Bloco de texto:
Folha de S. Paulo


Karl Ove Knausgard, que vai à Flip, fala de sua obra autobiográfica

RESUMO Estrela da 14ª Flip (de 29/6 a 3/7), Karl Ove Knausgard já foi traduzido para mais de 20 idiomas. Aqui, ele fala da concepção de "Minha Luta", de como a memória se narra, de masculinidade e de outros temas que povoam os seis livros da série, que só na Noruega, país de 5 milhões de habitantes, vendeu 500 mil exemplares.

Foto Diego Padgurschi /Folhapress

De tanto em tanto, com sorte, surge um autor que amplia as fronteiras do que chamamos romance. As últimas três décadas foram ricas em escritores assim. Nos anos 1980, foi Haruki Murakami, com suas fantasias calejadas acerca de um Japão traumatizado. No início da década seguinte, o chileno Roberto Bolaño levou um vernáculo eletrizante à narrativa. No final dessa mesma década, W. G. Sebald injetou inteligência melancólica na recriação ficcional da culpa alemã do pós-Guerra e, no início dos anos 2000, uma escritora italiana reclusa e dotada de humor feroz, Elena Ferrante, criou um mundo fictício tão fértil quanto o de Jane Austen, mas dez vezes mais raivoso. E eis que estamos aqui, na segunda década do século 21, e ela é –e sem dúvida será– a década de Karl Ove Knausgard.

Aos 39 anos, sentindo o prenúncio da mortalidade e um desejo esmagador de "escrever algo excepcional", o escritor norueguês iniciou o que se tornaria um colosso. Em seis livros, "Minha Luta" é um megarromance proustiano sobre a memória e a vida familiar; uma anamnese poética das texturas e dos terrores da infância e adolescência; um olhar inclemente para os meandros da mente de um homem agora distante daquele período mágico da vida, criando seus próprios filhos; o exorcismo de um pai apavorante e controlador.

Não há outro escritor como Knausgard e desde a primeira frase do livro –"Para o coração, a vida é simples: ele bate enquanto puder. E então para."–, sabemos que estamos nas mãos de um mestre.

A fama conquistada com a série autobiográfica tem levado o escritor, hoje com 47 anos, a lugares distantes do vilarejo sueco onde ele vive com sua mulher, a também escritora Lisa Bostrom Knausgard, e seus quatro filhos. Entre Vancouver e Tóquio, conversamos sobre "Minha Luta", que no Brasil chega ao quarto tomo, "Uma Temporada no Escuro" [trad. Guilherme da Silva Braga, Companhia das Letras, 504 págs., R$ 59,90, em pré-venda nas principais livrarias, previsto para 27/6].

O volume, em que narra suas primeiras tentativas de se tornar escritor, o trará à Festa Literária Internacional de Paraty, onde ele fará uma das três mesas solo da programação, na sexta, 1º/7.

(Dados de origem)
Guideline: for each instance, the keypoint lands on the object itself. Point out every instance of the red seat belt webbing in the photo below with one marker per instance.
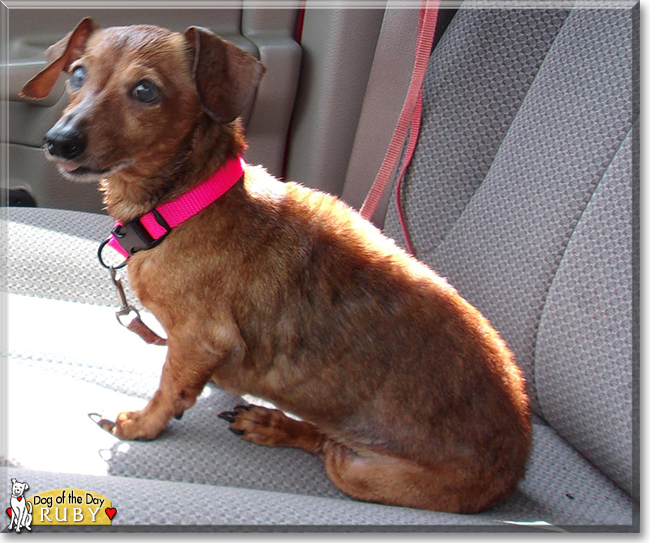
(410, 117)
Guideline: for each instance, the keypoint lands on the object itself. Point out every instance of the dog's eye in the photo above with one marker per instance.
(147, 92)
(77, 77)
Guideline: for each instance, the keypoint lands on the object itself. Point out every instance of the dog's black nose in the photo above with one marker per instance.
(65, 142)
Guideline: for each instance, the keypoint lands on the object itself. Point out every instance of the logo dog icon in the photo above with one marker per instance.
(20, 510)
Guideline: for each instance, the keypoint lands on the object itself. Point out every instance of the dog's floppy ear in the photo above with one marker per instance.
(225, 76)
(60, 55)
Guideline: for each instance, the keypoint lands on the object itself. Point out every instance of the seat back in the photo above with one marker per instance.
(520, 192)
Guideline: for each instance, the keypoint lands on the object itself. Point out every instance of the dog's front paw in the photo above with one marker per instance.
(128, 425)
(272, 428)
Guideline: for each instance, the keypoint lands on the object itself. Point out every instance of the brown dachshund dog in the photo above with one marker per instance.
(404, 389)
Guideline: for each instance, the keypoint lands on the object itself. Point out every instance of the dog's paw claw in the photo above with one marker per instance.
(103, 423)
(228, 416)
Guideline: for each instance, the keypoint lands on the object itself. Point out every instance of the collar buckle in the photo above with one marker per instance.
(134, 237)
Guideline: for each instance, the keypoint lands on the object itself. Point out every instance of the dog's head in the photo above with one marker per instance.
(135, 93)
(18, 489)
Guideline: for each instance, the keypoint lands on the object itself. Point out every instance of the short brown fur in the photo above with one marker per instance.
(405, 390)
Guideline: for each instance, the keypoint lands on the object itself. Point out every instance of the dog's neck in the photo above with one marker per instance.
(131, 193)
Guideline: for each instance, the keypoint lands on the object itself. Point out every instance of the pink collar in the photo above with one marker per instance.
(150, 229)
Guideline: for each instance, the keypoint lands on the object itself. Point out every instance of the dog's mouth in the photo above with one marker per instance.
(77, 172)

Enunciado: Como você resumiria em duas frases o texto sobre Karl Ove Knausgard?

Resposta: Estrela da 14ª Flip, o norueguês Karl Ove Knausgard é apontado como o autor que amplia as fronteiras do romance nesta década com "Minha Luta", série autobiográfica em seis livros sobre memória, vida familiar, infância e adolescência e um pai apavorante e controlador. No Brasil a série chega ao quarto tomo, "Uma Temporada no Escuro", em que ele narra suas primeiras tentativas de se tornar escritor, e é esse volume que o trará a Paraty para uma mesa solo na sexta, 1º/7.